● **Directions for this task**
With the images set aside, retype every record below character for character.

● **Material shown**
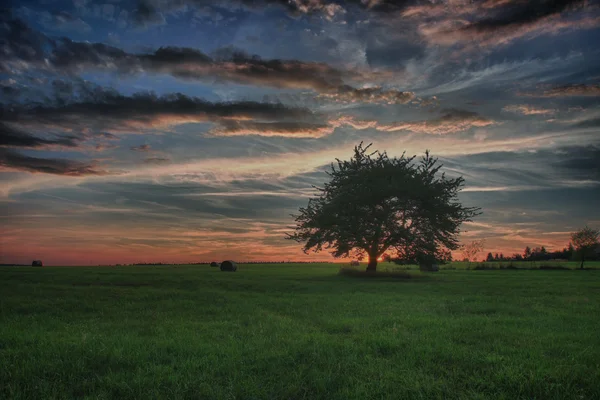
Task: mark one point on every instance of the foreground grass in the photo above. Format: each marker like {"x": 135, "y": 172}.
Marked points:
{"x": 297, "y": 331}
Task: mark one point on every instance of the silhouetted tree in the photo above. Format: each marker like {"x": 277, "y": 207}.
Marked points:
{"x": 374, "y": 203}
{"x": 527, "y": 253}
{"x": 470, "y": 250}
{"x": 585, "y": 241}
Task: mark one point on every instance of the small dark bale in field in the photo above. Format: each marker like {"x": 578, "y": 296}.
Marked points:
{"x": 429, "y": 267}
{"x": 229, "y": 266}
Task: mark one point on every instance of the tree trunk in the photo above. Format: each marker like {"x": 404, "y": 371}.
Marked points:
{"x": 372, "y": 266}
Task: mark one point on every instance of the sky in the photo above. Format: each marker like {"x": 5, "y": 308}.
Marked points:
{"x": 191, "y": 130}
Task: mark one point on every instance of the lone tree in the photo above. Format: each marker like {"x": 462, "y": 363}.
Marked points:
{"x": 374, "y": 203}
{"x": 585, "y": 241}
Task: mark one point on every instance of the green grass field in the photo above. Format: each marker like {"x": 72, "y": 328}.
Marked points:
{"x": 297, "y": 332}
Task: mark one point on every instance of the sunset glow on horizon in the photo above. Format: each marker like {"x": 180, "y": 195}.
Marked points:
{"x": 140, "y": 131}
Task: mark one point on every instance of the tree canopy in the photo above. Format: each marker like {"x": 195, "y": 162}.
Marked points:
{"x": 374, "y": 203}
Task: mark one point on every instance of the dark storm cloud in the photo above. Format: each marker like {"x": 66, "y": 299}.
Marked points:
{"x": 143, "y": 148}
{"x": 226, "y": 65}
{"x": 568, "y": 166}
{"x": 11, "y": 137}
{"x": 110, "y": 111}
{"x": 156, "y": 160}
{"x": 582, "y": 162}
{"x": 573, "y": 90}
{"x": 12, "y": 160}
{"x": 286, "y": 129}
{"x": 517, "y": 13}
{"x": 497, "y": 22}
{"x": 151, "y": 12}
{"x": 588, "y": 123}
{"x": 19, "y": 42}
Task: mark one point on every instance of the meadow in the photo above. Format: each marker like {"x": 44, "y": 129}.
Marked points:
{"x": 297, "y": 332}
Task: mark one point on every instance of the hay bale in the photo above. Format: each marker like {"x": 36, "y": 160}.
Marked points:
{"x": 429, "y": 267}
{"x": 228, "y": 265}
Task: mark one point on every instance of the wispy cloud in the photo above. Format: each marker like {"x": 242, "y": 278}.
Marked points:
{"x": 527, "y": 109}
{"x": 14, "y": 161}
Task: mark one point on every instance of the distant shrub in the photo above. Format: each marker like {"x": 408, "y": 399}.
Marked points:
{"x": 359, "y": 273}
{"x": 553, "y": 267}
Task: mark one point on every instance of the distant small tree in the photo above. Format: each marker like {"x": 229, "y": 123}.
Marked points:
{"x": 527, "y": 253}
{"x": 470, "y": 250}
{"x": 585, "y": 241}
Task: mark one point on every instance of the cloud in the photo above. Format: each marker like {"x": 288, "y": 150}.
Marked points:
{"x": 143, "y": 148}
{"x": 63, "y": 21}
{"x": 498, "y": 22}
{"x": 13, "y": 161}
{"x": 452, "y": 121}
{"x": 225, "y": 66}
{"x": 281, "y": 129}
{"x": 526, "y": 109}
{"x": 156, "y": 160}
{"x": 10, "y": 137}
{"x": 114, "y": 113}
{"x": 151, "y": 12}
{"x": 571, "y": 90}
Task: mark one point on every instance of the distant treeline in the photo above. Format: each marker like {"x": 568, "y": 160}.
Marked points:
{"x": 237, "y": 262}
{"x": 541, "y": 254}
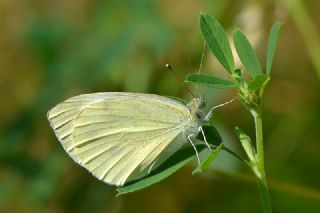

● **Your solution**
Task: mark one point on every instance of the foreground grass in the photo above. Format: each marker like {"x": 135, "y": 172}.
Marked points:
{"x": 297, "y": 331}
Task: mark one point on every instance of the silhouetted tree in the photo above. Format: each marker like {"x": 277, "y": 207}.
Marked points:
{"x": 374, "y": 203}
{"x": 527, "y": 253}
{"x": 470, "y": 250}
{"x": 585, "y": 241}
Task: mark one point on every instance of the small dark bale in field in the photo above. Format: each marker like {"x": 578, "y": 296}.
Marked points:
{"x": 429, "y": 267}
{"x": 229, "y": 266}
Task: mark one point on every instance of the tree trunk in the photo above. Format: each marker like {"x": 404, "y": 371}.
Marked points:
{"x": 372, "y": 266}
Task: mark one point on every instance of the sky in the photo above. Format: each marker like {"x": 5, "y": 308}.
Marked points:
{"x": 191, "y": 130}
Task: mark one point on every instance of the lone tree in the photo above. Format: each marker like {"x": 462, "y": 363}.
Marked points:
{"x": 374, "y": 203}
{"x": 585, "y": 241}
Task: mark one point on every instance of the green grass field in the photo above. Format: each marker like {"x": 72, "y": 328}.
Marked points:
{"x": 297, "y": 332}
Task: mark one point on every instance of the sunset glow on horizon in the photo above. Format: each marker like {"x": 180, "y": 195}.
Marked points:
{"x": 140, "y": 131}
Task: mark one point on every instance of the tree canopy in the photo above. Format: each marker like {"x": 195, "y": 162}.
Marked points:
{"x": 374, "y": 203}
Task: mark one point on every instance of the dark storm cloud in the photo above. Format: each marker like {"x": 66, "y": 299}.
Marked points:
{"x": 143, "y": 148}
{"x": 226, "y": 65}
{"x": 568, "y": 166}
{"x": 11, "y": 137}
{"x": 110, "y": 111}
{"x": 156, "y": 160}
{"x": 582, "y": 162}
{"x": 573, "y": 90}
{"x": 12, "y": 160}
{"x": 286, "y": 129}
{"x": 517, "y": 13}
{"x": 497, "y": 22}
{"x": 151, "y": 12}
{"x": 588, "y": 123}
{"x": 19, "y": 42}
Task: mark one point on every instance of the meadow in the photo above. Format: each marker like {"x": 44, "y": 129}.
Marked points:
{"x": 297, "y": 332}
Task: mark one point on every instance of the hay bale in the photo above. Format: each marker like {"x": 36, "y": 160}.
Marked points:
{"x": 429, "y": 267}
{"x": 228, "y": 265}
Task: mark one point on every instance of the wispy cloud in the photo above. Format: each marker like {"x": 242, "y": 278}.
Marked points:
{"x": 527, "y": 109}
{"x": 14, "y": 161}
Task: mark one point on every instance of the distant shrub in the photo above. Format: each marker like {"x": 408, "y": 399}.
Marked points:
{"x": 359, "y": 273}
{"x": 553, "y": 267}
Task: mark one point on every instance of the distant small tree in the photo above. Format: each marker like {"x": 229, "y": 123}.
Marked points:
{"x": 527, "y": 253}
{"x": 470, "y": 250}
{"x": 585, "y": 241}
Task: mark one point on every instance of the cloud in the photo above. Format: each marker like {"x": 288, "y": 150}.
Marked points:
{"x": 143, "y": 148}
{"x": 63, "y": 21}
{"x": 498, "y": 22}
{"x": 13, "y": 161}
{"x": 452, "y": 121}
{"x": 225, "y": 66}
{"x": 281, "y": 129}
{"x": 526, "y": 109}
{"x": 156, "y": 160}
{"x": 10, "y": 137}
{"x": 114, "y": 113}
{"x": 151, "y": 12}
{"x": 571, "y": 90}
Task: mark one point on every instance of the distant treeline in the photo above. Format: each marker like {"x": 568, "y": 160}.
Marked points:
{"x": 237, "y": 262}
{"x": 541, "y": 254}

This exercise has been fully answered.